EXCERPTED PASSAGE:
------------

We’ve been running programs for substance abuse as well as introductory sessions on mental illness-mental health.

We’ve scheduled a fourth session in a series called Shanda: There is None for Sunday, August 16, Jewish Federation building. This is our mental health-mental illness opening. I call these sessions an opening because we are square one on this subject. I thought we were further along. We are not.

We also meet twice a week in support and teaching sessions called Shalvah on Addictions. Shalvah means serenity.

Of course the distinction between substance abuse and mental illness is elusive, false really, almost everyone in the addiction groups struggle with some form or another of mental illness and surely someone who has been taking drugs or drinking for some years will present as if he/she has a mental illness. Dual diagnosis. Almost everyone comes into the meetings with dual diagnosis or co-occurring disorders; a mood disorder and a problem with substances.

Also there has been the anecdotal increase in tragedies associated with mental illness, those of us who are working the front lines know that. The statistics that we care about are people. We all know individuals who went down suffering with depression, other forms of challenges — the inner world when it goes dark. And the increase in use of heroin and other dangerous drugs in our neighborhoods and communities have multiplied; we know those stories too, we don’t have to cite figures from the NIMH.

------------

DATA SEGMENT:
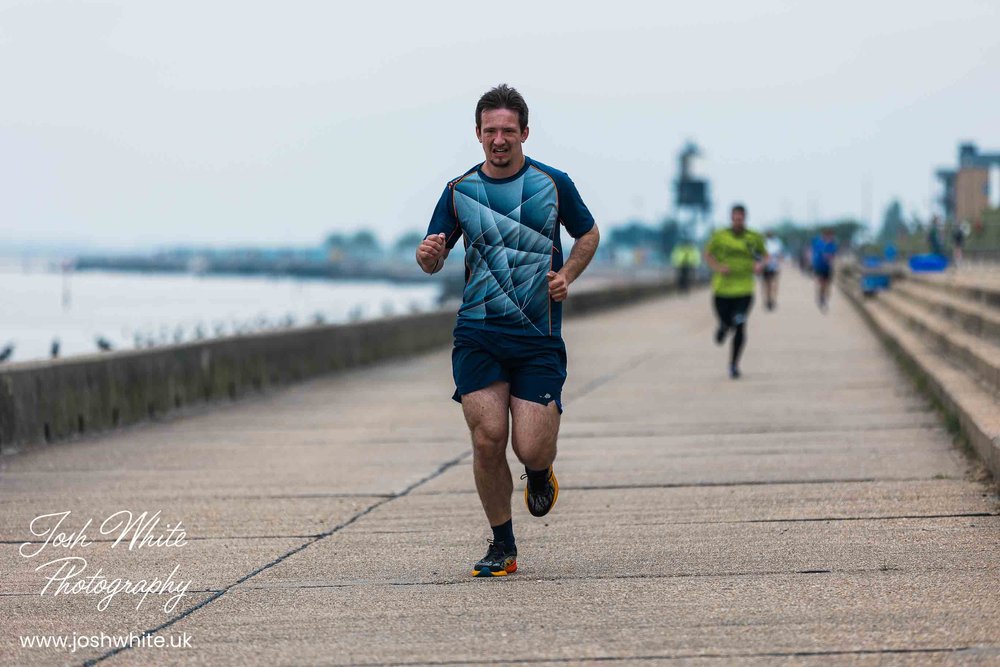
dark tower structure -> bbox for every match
[674,141,712,239]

------------

WHAT THE EXERCISE ASKS: In the excerpted passage on the addiction and mental health programs, substitute "fifth" for "fourth" and write out everything from "We’ve scheduled a" down to "We are not.".

RESPONSE:
We’ve scheduled a fifth session in a series called Shanda: There is None for Sunday, August 16, Jewish Federation building. This is our mental health-mental illness opening. I call these sessions an opening because we are square one on this subject. I thought we were further along. We are not.